Count how many lines in the items below contain the string "dark". Reply with the number only.

Records supplied:
----------------------------------------

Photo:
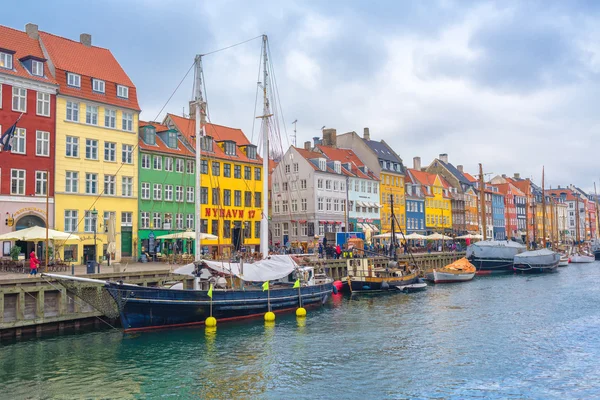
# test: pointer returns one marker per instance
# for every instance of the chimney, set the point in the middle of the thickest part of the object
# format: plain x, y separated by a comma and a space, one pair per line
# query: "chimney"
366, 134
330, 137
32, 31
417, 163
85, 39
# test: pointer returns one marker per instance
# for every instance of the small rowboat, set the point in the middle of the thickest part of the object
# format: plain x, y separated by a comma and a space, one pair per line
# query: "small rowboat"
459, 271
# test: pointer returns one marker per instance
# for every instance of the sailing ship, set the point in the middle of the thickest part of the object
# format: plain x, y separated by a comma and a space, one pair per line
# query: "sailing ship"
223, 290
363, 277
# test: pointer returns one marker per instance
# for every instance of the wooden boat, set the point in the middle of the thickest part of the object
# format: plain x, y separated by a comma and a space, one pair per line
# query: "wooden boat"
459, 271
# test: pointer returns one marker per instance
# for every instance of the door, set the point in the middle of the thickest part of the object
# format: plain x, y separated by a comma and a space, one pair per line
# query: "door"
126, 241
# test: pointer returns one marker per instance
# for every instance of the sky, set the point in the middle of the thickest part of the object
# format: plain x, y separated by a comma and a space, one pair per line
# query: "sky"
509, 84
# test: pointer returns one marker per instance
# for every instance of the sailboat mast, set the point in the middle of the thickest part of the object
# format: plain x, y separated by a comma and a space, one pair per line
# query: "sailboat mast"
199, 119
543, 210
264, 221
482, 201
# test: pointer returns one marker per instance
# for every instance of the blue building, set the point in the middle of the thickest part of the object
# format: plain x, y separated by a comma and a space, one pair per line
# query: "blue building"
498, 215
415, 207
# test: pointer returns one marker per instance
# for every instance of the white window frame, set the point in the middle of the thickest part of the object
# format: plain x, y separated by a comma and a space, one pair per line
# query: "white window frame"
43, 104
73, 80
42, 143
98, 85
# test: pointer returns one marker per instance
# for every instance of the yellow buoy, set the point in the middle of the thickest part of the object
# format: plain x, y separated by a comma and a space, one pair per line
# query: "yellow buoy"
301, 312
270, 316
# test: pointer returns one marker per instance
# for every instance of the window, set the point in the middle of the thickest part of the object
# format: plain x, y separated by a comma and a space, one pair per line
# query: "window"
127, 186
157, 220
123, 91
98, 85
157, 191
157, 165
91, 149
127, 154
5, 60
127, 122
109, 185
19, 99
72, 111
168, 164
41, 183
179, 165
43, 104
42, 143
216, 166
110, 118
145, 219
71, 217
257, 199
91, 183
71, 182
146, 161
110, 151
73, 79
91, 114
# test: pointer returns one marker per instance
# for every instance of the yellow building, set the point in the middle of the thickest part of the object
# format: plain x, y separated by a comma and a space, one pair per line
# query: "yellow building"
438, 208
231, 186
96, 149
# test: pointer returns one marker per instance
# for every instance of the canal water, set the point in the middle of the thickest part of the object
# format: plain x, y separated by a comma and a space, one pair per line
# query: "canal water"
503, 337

----------------------------------------

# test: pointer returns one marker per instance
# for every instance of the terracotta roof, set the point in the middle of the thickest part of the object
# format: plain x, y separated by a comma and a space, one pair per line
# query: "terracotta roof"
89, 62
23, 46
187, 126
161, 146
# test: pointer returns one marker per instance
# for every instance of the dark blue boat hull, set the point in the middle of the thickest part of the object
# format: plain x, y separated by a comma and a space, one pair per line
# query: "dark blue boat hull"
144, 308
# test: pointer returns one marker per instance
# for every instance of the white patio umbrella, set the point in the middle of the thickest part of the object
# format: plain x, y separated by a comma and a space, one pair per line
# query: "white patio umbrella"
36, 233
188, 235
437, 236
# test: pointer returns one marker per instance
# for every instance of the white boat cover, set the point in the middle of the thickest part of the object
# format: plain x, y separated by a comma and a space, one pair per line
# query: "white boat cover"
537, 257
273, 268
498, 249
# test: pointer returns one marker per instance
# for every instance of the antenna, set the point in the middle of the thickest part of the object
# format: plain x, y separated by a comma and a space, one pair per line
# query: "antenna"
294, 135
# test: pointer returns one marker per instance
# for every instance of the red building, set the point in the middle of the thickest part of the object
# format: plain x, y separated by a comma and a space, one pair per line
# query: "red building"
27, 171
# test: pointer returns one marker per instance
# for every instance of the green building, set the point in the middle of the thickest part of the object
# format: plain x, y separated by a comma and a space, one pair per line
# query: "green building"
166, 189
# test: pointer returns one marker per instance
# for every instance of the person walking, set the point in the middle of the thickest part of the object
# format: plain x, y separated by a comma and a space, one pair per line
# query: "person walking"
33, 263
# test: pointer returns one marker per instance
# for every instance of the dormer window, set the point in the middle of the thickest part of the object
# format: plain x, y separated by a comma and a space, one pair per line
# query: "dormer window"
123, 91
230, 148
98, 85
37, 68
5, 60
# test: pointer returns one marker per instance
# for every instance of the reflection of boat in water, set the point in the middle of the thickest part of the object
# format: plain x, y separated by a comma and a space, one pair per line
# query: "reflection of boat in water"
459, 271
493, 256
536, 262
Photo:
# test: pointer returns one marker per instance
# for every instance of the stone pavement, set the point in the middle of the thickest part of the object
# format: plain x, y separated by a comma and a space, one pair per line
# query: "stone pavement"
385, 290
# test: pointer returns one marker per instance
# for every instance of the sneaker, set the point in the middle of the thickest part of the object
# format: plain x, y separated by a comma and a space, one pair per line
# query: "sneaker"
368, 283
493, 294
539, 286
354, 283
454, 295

----------------------------------------

Task output:
2